Document extract:
════════════════════
Red Light’s actual product, which is called “iMicrodose” and contains 15 single-use doses to a package, seems to occupy its own fuzzy grey area. It is technically a recreational drug, albeit one vaguely framed around notions of “wellness” or “awareness”—with a website listing “whole fungi medicine” as a core business skew, marketed with a logo that sees a human brain sprouting, shroom-like—despite the dearth of scientific evidence backing any specific health claims. The plan for the company’s Amsterdam launch party was to have Russell Peters, Red Light’s Chief Creative Officer and celebrity spokesperson, take some truffles and report on the effects. “I’ve never used or even microdosed,” Peters said in an email statement to VICE News. “It’s been presented to me in the past. Heck, even Dave Chappelle asked me to come hang with him and John Mayer and do some ‘shrooms!…But COVID restrictions are keeping me locked up in America.” Despite having never tried them, Peters could be for small doses of shrooms what Snoop Dogg, Tommy Chong, or Seth Rogen have become for cannabis—a household-name brand ambassador.

Red Light’s “rec-first” advance, in which recreational uses are conceived as a way of opening up the market, flies in the face of the more common approach by many of its competitors, which view health-related usages and exemptions as the way to crack open the door to widespread decriminalization. Trevor Millar, current chair of the board of the Multidisciplinary Association of Psychedelic Studies (MAPS) Canada, says that focussing on medicalization is often the best route towards shifting the legal landscape. “From there,” he said, “the tides turn to opening it up to recreational.” This is what happened with cannabis in Canada and many U.S. states, and what is already happening with psilocybin. “Canada didn’t want cannabis,” says Bruce Linton, a veteran of Big Pot now serving as chairman of Red Light’s Advisory Board. “They had a court challenge. And the court challenge has already happened for shrooms.”

As Linton puts it plainly, Red Light is, “monetizing markets that exist, and preparing data for when markets are ready to be pried open.” This, ultimately, is the long-term play for Red Light: establishing themselves in regions where recreational use is legal, increasing shareholder value (the company is publicly traded on the Canadian Securities Exchange), and building a brand that can be exported to other markets where psilocybin is either legal (like Brazil and Jamaica) or where legality seems inevitable (like, some conjecture, Canada). “Setting up the infrastructure like that is a wise move,” says MAPS Canada’s Trevor Millar. “As things become less regulated, more people will have access to them.”
════════════════════
Recorded information:
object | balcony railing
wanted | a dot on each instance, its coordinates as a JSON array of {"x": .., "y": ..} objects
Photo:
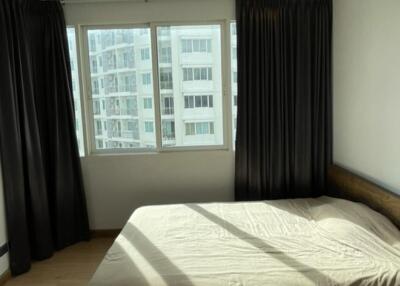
[
  {"x": 120, "y": 88},
  {"x": 170, "y": 136},
  {"x": 121, "y": 111},
  {"x": 168, "y": 111}
]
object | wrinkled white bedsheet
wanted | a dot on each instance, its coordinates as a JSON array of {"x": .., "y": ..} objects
[{"x": 322, "y": 241}]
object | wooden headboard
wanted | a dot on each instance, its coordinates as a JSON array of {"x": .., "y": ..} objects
[{"x": 346, "y": 185}]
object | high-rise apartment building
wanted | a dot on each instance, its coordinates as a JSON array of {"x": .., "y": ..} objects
[{"x": 122, "y": 86}]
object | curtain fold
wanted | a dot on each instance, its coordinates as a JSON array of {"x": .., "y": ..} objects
[
  {"x": 284, "y": 141},
  {"x": 43, "y": 187}
]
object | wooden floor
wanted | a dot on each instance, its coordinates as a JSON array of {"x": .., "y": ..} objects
[{"x": 72, "y": 266}]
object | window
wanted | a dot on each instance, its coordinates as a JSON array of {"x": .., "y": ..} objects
[
  {"x": 165, "y": 52},
  {"x": 118, "y": 118},
  {"x": 234, "y": 53},
  {"x": 191, "y": 73},
  {"x": 145, "y": 54},
  {"x": 168, "y": 130},
  {"x": 147, "y": 103},
  {"x": 199, "y": 128},
  {"x": 168, "y": 105},
  {"x": 234, "y": 79},
  {"x": 146, "y": 79},
  {"x": 149, "y": 126},
  {"x": 96, "y": 107},
  {"x": 75, "y": 87},
  {"x": 99, "y": 144},
  {"x": 196, "y": 45},
  {"x": 120, "y": 79},
  {"x": 198, "y": 101},
  {"x": 99, "y": 129},
  {"x": 95, "y": 86},
  {"x": 165, "y": 78},
  {"x": 203, "y": 73}
]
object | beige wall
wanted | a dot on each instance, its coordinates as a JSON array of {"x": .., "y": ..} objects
[
  {"x": 117, "y": 184},
  {"x": 367, "y": 88}
]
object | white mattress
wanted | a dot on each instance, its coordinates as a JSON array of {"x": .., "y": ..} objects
[{"x": 322, "y": 241}]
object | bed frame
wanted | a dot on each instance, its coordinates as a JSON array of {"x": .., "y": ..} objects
[{"x": 347, "y": 185}]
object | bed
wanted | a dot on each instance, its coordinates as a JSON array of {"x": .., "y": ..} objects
[{"x": 320, "y": 241}]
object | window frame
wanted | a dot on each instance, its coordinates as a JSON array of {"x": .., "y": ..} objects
[{"x": 82, "y": 40}]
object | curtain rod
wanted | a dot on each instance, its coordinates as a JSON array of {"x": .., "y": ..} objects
[{"x": 99, "y": 1}]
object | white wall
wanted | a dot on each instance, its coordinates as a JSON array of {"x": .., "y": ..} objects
[
  {"x": 367, "y": 88},
  {"x": 117, "y": 184},
  {"x": 4, "y": 264}
]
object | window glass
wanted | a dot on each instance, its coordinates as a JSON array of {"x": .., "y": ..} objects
════════════════════
Required action A: In the text about Red Light, how many single-use doses come in one iMicrodose package?
Required action B: List every person mentioned by name in the text about Red Light.
Required action C: Continue the text about Red Light, picking up after its final paragraph.

Exercise answer A: Each package contains 15 single-use doses.

Exercise answer B: Russell Peters, Dave Chappelle, John Mayer, Snoop Dogg, Tommy Chong, Seth Rogen, Trevor Millar, Bruce Linton

Exercise answer C:
While the availability of a daily microdose supplement may be a ways off on this continent, Red Light offers an interesting model. Not only for how to tap into existing markets, but in how new markets will be activated in part by finding new faces—comedians with little in the way of connection to the existing psychedelic subculture, big-name realtors, etc.—and new aesthetic frameworks. The branding is modern and subtle, deliberately avoiding the pinwheeling mandalas and marching teddy bears more commonly associated with the further-out reaches of psychedelia. The package itself looks like it could contain a smartphone, or a set of pricey Bluetooth earbuds. And, let’s face it, “truffle” just sounds classier than “shroom”: conjuring up images of white table-clothed restaurants in place of pot-stinky dorm rooms.

It’s a branding play that seems to fit with the changing face of psychedelics, which seems to deliberately distance these drugs from their history as mind-expanding party drugs, central to whole scenes and subcultures. For Linton, who says he once took a heroic dose of mushrooms and witnessed a nightmarish vision of blue jay heads nested inside a bucket of KFC, even the word psychedelic raises alarms. “I call them ‘neuromedicines,’” he says. “‘Psychedelics’ is like carrying around a giant goddamn suitcase of bias.”

As to the matter of Canadians gaining legal access to products like iMicrodose, whether to use as “neuromedicines” supporting daily awareness or to facilitate a more traditional psychedelic experience, Red Light Holland’s brass seems optimistic.

“I’m not sure this is a 20-year journey,” Linton speculates. “It could be three.”